*WHAT IS REQUIRED*
Go through the items below and keep only the lines that contain the word "distant", copying each of those lines unchanged.

*EXTRACTED INFORMATION*

::::::

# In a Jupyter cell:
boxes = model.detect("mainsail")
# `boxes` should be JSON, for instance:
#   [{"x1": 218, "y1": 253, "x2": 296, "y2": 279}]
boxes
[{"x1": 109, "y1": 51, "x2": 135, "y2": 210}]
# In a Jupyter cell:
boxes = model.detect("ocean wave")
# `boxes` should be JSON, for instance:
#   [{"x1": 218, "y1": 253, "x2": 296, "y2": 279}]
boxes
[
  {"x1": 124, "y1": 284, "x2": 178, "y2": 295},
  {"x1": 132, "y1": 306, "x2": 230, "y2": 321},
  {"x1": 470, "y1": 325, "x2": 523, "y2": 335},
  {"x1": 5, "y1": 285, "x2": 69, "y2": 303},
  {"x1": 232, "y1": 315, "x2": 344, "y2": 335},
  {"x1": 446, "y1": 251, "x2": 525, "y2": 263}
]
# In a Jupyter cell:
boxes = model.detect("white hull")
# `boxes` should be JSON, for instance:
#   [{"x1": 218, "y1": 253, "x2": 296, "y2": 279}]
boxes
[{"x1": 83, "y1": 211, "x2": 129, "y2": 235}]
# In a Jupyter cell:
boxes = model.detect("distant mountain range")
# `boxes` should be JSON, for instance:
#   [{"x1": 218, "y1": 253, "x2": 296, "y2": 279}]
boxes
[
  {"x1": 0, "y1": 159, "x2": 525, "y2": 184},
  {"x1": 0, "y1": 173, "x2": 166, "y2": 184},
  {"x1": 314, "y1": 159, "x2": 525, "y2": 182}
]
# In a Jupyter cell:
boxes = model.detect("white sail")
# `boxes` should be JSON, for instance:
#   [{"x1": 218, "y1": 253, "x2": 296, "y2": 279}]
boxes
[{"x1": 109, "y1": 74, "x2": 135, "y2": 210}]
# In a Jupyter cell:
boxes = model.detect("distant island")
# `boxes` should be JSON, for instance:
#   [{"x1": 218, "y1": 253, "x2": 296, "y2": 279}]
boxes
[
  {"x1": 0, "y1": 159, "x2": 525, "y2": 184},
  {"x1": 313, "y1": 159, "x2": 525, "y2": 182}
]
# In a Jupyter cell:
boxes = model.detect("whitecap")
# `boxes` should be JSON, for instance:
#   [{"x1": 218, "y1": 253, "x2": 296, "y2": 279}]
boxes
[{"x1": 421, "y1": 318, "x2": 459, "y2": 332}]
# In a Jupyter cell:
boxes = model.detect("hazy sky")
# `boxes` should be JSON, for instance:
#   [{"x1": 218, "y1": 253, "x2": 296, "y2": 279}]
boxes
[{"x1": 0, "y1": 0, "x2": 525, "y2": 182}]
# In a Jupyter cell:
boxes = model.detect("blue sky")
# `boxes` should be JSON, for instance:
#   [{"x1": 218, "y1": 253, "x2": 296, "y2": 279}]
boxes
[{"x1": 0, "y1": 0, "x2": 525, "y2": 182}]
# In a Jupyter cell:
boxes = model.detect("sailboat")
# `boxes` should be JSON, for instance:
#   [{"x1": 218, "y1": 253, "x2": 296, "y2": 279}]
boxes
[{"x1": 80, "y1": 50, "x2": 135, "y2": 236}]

::::::

*ANSWER IN FULL*
boxes = model.detect("distant mountain range")
boxes = model.detect("distant island")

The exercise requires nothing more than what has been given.